## Aufgaben
1. Gib den Text über Sven Hedin von "Asienforscher Sven Anders" bis "traditioneller Kleidung steht." wieder und tausche dabei "Entdecker" gegen "Forscher" aus.
2. Gib jede Zeile der Einträge zurück, die die Zeichenfolge "motorcycle" enthält, wobei Groß- und Kleinschreibung zu beachten ist.

## Lesetext
-- -- --

Asienforscher Sven Anders Hedin

Politisch fehlgeleiteter Entdecker

Schwarz-weiß-Aufnahme von einer Gruppe Tibetaner, in deren Mitte Sven Hedin in deren traditioneller Kleidung steht.
Sven Anders Hedin (Mitte, stehend) bei einer seiner Reisen in Tibet, wahrscheinlich im Jahr 1908. © imago/stock&people/The Sven Hedin Foundation
Von Günther Wessel · 19.02.2015
Er war ein gefeierter Entdecker: In den 1880er-Jahren brach Sven Anders Hedin zu seiner ersten Reise durch Asien auf. Seine Welterfahrung schützte ihn allerdings nicht vor einer Zusammenarbeit mit den deutschen Nationalsozialisten. Vor 150 Jahren wurde er geboren.
"Ich hatte ein unerhört Großes erlebt und eine Erfahrung gesammelt, die mein ganzes Leben bestimmen sollte."

-- -- --

(Zeigeeinträge für benannte Objekte)

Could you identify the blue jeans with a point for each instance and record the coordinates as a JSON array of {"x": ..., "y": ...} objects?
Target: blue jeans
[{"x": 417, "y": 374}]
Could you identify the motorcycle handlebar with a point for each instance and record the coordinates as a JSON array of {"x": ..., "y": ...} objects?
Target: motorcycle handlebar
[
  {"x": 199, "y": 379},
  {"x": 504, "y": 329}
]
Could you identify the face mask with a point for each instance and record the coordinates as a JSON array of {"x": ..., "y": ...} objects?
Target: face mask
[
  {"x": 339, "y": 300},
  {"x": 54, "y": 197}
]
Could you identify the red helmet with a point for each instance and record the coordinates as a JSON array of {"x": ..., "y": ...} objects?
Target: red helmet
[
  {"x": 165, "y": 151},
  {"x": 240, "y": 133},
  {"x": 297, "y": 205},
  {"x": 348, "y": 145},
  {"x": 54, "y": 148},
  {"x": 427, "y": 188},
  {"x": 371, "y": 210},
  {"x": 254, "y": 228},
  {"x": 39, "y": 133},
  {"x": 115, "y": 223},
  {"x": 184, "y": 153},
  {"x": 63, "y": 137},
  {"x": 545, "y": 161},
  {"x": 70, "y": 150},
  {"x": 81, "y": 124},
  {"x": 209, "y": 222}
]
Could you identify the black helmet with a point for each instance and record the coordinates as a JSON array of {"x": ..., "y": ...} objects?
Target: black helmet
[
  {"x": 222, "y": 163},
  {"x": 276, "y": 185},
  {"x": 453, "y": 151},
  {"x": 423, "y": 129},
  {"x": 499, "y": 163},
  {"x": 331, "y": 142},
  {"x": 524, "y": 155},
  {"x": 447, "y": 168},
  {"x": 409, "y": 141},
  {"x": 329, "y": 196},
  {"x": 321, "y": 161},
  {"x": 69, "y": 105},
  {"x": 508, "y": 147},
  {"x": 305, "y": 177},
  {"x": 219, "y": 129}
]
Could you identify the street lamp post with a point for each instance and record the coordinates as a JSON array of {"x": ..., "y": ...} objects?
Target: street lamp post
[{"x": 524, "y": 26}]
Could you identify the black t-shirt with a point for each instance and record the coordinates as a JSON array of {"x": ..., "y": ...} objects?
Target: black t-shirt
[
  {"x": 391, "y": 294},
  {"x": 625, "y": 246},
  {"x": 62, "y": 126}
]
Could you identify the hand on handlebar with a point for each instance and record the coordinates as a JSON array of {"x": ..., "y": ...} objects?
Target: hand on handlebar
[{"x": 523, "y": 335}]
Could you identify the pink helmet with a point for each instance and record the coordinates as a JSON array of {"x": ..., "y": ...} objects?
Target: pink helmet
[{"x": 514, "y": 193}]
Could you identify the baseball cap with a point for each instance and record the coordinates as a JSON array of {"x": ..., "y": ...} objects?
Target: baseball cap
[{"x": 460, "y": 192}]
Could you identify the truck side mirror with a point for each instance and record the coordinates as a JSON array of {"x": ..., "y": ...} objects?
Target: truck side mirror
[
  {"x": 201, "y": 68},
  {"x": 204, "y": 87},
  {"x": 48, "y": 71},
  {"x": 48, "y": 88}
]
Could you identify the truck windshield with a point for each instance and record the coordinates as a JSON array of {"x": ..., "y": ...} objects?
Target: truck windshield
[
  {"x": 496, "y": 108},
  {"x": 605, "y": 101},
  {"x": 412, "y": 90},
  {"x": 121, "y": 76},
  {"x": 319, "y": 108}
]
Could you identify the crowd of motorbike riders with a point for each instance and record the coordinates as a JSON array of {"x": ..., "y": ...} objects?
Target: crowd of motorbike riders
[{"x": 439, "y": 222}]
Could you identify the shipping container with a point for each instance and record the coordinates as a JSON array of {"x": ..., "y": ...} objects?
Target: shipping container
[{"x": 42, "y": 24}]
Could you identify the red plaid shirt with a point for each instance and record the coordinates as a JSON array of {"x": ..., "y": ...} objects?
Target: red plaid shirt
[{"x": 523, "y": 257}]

-- -- --

## Antworten je Aufgabe
1.
Asienforscher Sven Anders Hedin

Politisch fehlgeleiteter Forscher

Schwarz-weiß-Aufnahme von einer Gruppe Tibetaner, in deren Mitte Sven Hedin in deren traditioneller Kleidung steht.

2.
Could you identify the motorcycle handlebar with a point for each instance and record the coordinates as a JSON array of {"x": ..., "y": ...} objects?
Target: motorcycle handlebar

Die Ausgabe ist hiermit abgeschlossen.